§ **Activity**
Give the entries as a Markdown table with the columns "Row" and "Content," starting at the first line of the entries and going on through the line containing "box: [416, 292, 426, 309]". Number each line in order and leave out any blank lines.
↓
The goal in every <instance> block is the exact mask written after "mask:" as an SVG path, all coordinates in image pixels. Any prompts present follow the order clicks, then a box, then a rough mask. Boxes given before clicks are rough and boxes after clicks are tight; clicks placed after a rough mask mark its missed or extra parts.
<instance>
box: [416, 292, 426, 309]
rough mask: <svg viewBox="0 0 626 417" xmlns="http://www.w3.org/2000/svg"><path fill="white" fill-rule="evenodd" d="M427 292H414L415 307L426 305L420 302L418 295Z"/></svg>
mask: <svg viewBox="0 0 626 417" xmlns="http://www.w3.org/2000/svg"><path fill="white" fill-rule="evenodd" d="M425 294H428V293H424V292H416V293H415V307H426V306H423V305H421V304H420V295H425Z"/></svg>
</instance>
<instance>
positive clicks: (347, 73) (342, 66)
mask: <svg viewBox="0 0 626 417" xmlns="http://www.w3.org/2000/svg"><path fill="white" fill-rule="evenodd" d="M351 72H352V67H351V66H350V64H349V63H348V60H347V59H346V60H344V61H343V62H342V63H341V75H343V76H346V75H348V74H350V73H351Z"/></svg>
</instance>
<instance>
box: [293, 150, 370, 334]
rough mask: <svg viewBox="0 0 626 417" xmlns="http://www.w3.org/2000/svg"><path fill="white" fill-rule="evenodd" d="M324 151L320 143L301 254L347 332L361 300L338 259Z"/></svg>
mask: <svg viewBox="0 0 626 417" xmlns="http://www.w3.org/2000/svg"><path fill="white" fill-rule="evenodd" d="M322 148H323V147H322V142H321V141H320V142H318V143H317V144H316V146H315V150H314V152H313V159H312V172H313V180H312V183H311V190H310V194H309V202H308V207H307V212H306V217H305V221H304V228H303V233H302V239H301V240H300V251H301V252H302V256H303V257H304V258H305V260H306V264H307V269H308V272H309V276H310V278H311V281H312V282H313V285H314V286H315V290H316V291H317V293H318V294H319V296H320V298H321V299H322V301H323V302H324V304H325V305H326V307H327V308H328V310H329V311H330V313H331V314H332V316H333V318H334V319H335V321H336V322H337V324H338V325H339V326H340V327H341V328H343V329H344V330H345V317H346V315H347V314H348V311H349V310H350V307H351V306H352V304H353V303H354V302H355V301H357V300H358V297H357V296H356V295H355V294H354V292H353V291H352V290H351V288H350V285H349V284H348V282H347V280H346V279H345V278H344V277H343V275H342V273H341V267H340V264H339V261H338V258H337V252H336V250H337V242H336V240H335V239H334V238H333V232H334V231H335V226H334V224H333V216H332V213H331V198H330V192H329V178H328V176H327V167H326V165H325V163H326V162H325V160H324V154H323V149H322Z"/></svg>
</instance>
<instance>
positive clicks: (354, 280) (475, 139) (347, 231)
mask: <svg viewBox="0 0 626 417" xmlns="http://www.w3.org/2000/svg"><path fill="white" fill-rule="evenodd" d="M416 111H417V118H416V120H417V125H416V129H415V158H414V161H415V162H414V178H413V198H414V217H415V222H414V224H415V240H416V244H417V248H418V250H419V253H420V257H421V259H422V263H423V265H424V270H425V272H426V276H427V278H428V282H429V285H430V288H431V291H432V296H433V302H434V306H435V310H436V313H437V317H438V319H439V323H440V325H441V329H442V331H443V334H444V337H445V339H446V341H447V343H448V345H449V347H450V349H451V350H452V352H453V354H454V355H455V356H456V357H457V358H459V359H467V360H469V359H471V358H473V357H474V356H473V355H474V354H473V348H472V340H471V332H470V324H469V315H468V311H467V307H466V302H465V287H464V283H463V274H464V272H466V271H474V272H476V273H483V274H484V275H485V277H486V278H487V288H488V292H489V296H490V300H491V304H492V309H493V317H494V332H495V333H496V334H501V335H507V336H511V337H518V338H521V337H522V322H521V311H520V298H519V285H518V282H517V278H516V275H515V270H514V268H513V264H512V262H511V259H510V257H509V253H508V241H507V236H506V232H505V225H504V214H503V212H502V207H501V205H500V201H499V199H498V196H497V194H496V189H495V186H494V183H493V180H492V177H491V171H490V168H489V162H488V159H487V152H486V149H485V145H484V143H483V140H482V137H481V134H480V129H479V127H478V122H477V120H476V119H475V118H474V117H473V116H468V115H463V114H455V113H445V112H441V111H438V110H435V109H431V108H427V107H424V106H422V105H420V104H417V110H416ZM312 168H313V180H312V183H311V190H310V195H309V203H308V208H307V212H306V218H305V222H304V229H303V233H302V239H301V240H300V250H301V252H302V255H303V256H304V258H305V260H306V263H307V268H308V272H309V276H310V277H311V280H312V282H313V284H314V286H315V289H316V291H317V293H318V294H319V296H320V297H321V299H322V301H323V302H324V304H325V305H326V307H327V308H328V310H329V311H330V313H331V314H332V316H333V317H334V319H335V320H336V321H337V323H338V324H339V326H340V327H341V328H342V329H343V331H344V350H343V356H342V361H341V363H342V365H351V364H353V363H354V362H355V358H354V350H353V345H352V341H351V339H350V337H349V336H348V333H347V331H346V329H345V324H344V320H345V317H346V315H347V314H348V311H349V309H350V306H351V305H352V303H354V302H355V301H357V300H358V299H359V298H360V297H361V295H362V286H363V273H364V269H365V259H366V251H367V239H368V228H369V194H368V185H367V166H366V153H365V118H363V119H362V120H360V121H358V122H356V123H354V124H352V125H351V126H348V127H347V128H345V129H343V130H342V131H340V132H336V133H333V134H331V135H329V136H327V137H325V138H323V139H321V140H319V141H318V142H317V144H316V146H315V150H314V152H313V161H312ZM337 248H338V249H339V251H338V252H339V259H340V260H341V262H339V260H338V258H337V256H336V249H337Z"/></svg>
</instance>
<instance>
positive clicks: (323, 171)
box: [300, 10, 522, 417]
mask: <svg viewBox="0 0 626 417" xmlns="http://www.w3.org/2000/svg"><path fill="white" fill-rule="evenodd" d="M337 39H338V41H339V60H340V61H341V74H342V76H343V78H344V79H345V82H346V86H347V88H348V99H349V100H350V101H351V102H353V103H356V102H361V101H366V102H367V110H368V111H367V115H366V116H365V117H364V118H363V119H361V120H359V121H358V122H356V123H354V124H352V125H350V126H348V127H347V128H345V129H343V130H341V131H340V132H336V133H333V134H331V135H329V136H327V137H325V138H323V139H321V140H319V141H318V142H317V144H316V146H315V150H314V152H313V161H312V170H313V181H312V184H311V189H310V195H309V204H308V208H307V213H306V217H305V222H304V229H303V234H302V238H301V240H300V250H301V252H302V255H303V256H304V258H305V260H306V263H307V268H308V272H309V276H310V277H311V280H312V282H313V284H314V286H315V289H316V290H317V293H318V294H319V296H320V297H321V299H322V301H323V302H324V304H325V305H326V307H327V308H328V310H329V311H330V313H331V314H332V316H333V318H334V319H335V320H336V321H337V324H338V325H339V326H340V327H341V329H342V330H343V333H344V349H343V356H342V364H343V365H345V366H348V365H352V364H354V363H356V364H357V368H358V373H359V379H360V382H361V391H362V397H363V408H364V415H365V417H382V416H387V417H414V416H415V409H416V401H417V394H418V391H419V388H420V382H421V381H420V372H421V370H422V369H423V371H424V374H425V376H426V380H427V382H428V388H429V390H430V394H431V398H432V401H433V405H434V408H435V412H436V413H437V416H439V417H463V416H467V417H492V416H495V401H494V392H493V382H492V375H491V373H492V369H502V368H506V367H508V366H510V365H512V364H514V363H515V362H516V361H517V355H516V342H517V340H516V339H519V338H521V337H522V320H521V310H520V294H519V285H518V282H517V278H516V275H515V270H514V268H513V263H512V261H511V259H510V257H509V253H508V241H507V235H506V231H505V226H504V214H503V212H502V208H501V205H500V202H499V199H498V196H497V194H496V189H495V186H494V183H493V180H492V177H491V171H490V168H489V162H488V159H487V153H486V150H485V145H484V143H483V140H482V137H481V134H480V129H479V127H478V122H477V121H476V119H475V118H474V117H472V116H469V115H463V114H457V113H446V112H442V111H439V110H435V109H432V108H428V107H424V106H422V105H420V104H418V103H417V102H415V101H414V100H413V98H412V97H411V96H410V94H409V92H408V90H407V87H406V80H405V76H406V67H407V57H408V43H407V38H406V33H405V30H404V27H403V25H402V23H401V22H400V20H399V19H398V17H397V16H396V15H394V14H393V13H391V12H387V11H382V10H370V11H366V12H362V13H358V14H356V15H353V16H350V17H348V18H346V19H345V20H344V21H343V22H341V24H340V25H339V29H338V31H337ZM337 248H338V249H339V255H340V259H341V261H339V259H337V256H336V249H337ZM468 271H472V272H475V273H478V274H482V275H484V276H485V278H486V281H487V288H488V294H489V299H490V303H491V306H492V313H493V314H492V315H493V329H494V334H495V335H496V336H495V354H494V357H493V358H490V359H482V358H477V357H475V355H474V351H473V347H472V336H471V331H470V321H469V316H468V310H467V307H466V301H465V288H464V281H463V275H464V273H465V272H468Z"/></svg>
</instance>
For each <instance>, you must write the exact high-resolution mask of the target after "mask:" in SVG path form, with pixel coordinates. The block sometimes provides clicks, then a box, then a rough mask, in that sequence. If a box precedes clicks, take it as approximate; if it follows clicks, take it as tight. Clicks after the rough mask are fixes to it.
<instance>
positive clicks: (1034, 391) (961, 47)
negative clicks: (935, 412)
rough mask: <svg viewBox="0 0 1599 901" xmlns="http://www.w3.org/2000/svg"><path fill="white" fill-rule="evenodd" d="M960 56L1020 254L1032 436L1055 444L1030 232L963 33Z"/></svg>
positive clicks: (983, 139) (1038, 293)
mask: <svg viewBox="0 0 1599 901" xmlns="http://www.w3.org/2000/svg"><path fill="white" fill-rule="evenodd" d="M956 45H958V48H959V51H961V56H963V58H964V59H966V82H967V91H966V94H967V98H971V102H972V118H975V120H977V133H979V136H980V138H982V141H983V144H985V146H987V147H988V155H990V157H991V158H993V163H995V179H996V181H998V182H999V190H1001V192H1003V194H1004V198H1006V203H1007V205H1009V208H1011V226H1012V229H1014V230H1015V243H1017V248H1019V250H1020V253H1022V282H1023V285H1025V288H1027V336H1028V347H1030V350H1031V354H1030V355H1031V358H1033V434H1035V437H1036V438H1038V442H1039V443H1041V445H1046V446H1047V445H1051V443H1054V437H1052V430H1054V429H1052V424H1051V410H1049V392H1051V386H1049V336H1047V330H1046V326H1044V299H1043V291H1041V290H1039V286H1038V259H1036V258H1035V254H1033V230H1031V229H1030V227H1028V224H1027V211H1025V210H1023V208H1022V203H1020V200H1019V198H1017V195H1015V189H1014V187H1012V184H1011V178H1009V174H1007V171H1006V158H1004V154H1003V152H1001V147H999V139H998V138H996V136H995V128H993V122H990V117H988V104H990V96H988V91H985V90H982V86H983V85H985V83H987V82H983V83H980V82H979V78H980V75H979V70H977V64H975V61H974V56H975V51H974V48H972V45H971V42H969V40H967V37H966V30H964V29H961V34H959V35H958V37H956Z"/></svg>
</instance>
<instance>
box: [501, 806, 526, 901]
↑
§ **Result of the task**
| Row | Content |
|---|---|
| 1 | The goal in every <instance> block is the exact mask written after "mask:" as an SVG path, all coordinates in image pixels. Any prompts present follow the order clicks, then a box, then a rough mask. Boxes given before clicks are rough and boxes after clicks are tight; clicks placed after a rough mask mark its missed or extra parts. |
| 2 | <instance> |
| 3 | box: [416, 292, 426, 309] |